EXTRACTED DATA
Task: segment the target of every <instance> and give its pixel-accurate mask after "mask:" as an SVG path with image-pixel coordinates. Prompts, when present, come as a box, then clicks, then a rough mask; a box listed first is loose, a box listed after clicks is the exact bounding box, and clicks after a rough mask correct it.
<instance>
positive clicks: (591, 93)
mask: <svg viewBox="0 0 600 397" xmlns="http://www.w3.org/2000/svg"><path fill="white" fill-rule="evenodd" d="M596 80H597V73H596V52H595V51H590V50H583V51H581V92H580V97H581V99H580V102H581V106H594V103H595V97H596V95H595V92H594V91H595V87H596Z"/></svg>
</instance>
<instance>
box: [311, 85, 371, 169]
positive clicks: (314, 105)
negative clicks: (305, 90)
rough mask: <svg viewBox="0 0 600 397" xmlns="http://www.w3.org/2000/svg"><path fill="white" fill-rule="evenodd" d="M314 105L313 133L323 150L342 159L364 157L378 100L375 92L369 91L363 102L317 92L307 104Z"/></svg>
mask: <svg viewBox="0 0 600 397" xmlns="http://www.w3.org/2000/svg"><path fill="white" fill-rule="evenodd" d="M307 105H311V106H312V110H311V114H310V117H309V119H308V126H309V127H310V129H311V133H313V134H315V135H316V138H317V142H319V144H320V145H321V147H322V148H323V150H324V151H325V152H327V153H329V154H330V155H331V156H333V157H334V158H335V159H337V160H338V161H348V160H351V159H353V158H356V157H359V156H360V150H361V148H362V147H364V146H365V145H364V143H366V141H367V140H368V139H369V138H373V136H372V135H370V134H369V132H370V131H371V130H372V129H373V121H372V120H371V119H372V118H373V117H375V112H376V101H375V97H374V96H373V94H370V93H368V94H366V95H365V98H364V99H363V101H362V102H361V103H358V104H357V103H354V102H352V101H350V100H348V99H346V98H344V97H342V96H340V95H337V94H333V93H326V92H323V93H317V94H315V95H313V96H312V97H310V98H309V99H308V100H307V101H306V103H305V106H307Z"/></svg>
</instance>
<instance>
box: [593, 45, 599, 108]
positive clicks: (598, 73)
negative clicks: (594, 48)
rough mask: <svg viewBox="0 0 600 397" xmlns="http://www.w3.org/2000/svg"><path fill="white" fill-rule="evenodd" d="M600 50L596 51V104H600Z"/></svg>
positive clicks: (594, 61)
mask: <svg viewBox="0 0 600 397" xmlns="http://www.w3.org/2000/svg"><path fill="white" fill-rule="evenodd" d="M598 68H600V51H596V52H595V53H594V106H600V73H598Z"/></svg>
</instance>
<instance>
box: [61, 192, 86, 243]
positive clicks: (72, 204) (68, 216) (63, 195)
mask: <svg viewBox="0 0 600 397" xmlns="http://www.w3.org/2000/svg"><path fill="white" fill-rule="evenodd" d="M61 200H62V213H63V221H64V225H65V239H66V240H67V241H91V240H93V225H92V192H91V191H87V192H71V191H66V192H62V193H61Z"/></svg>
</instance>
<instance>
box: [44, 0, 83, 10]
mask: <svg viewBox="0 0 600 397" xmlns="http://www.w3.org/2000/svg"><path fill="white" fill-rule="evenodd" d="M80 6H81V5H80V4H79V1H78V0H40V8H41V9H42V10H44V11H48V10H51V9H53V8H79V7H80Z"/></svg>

TASK TO COMPLETE
Return every entry verbatim.

WRITTEN SOLUTION
Task: segment the target of every <instance> and give its pixel-accurate mask after "mask:" as an SVG path with image-pixel coordinates. Prompts, when present, come as a box, then clicks, then a rough mask; a box listed first is loose, a box listed after clicks is the exact bounding box, and clicks after a rough mask correct it.
<instance>
positive clicks: (591, 93)
mask: <svg viewBox="0 0 600 397" xmlns="http://www.w3.org/2000/svg"><path fill="white" fill-rule="evenodd" d="M596 80H597V73H596V52H595V51H590V50H583V51H581V92H580V97H581V99H580V102H581V106H594V103H595V97H596V95H595V92H594V91H595V87H596Z"/></svg>
</instance>
<instance>
box: [311, 85, 371, 169]
positive clicks: (314, 105)
negative clicks: (305, 90)
rough mask: <svg viewBox="0 0 600 397" xmlns="http://www.w3.org/2000/svg"><path fill="white" fill-rule="evenodd" d="M314 105L313 133L323 150L342 159L364 157L378 100L375 92L369 91L363 102L317 92L307 104Z"/></svg>
mask: <svg viewBox="0 0 600 397" xmlns="http://www.w3.org/2000/svg"><path fill="white" fill-rule="evenodd" d="M307 105H311V106H312V110H311V114H310V117H309V119H308V126H309V127H310V129H311V133H313V134H315V135H316V138H317V142H319V144H320V145H321V147H322V148H323V150H324V151H325V152H327V153H329V154H330V155H331V156H333V157H334V158H335V159H337V160H338V161H348V160H351V159H353V158H356V157H359V156H360V150H361V148H362V147H364V146H365V145H364V143H366V141H367V140H368V139H369V138H373V136H372V135H370V134H369V132H370V131H371V130H372V129H373V121H372V120H371V119H372V118H373V117H375V112H376V101H375V97H374V96H373V94H370V93H368V94H366V95H365V98H364V99H363V101H362V102H361V103H358V104H357V103H354V102H352V101H350V100H348V99H346V98H344V97H342V96H340V95H337V94H333V93H326V92H323V93H317V94H315V95H313V96H312V97H310V98H309V99H308V100H307V101H306V103H305V106H307Z"/></svg>
</instance>
<instance>
box: [593, 45, 599, 108]
positive clicks: (598, 73)
negative clicks: (594, 48)
rough mask: <svg viewBox="0 0 600 397" xmlns="http://www.w3.org/2000/svg"><path fill="white" fill-rule="evenodd" d="M600 50L596 51V104H600Z"/></svg>
positive clicks: (594, 61)
mask: <svg viewBox="0 0 600 397" xmlns="http://www.w3.org/2000/svg"><path fill="white" fill-rule="evenodd" d="M598 68H600V51H596V52H595V53H594V106H600V73H598Z"/></svg>
</instance>
<instance>
box: [61, 192, 86, 243]
positive clicks: (72, 204) (68, 216) (63, 195)
mask: <svg viewBox="0 0 600 397" xmlns="http://www.w3.org/2000/svg"><path fill="white" fill-rule="evenodd" d="M61 200H62V213H63V221H64V225H65V239H66V240H67V241H91V240H93V225H92V192H91V191H87V192H71V191H66V192H62V193H61Z"/></svg>
</instance>
<instance>
box: [44, 0, 83, 10]
mask: <svg viewBox="0 0 600 397" xmlns="http://www.w3.org/2000/svg"><path fill="white" fill-rule="evenodd" d="M80 6H81V5H80V4H79V1H78V0H40V8H41V9H42V10H44V11H48V10H51V9H53V8H79V7H80Z"/></svg>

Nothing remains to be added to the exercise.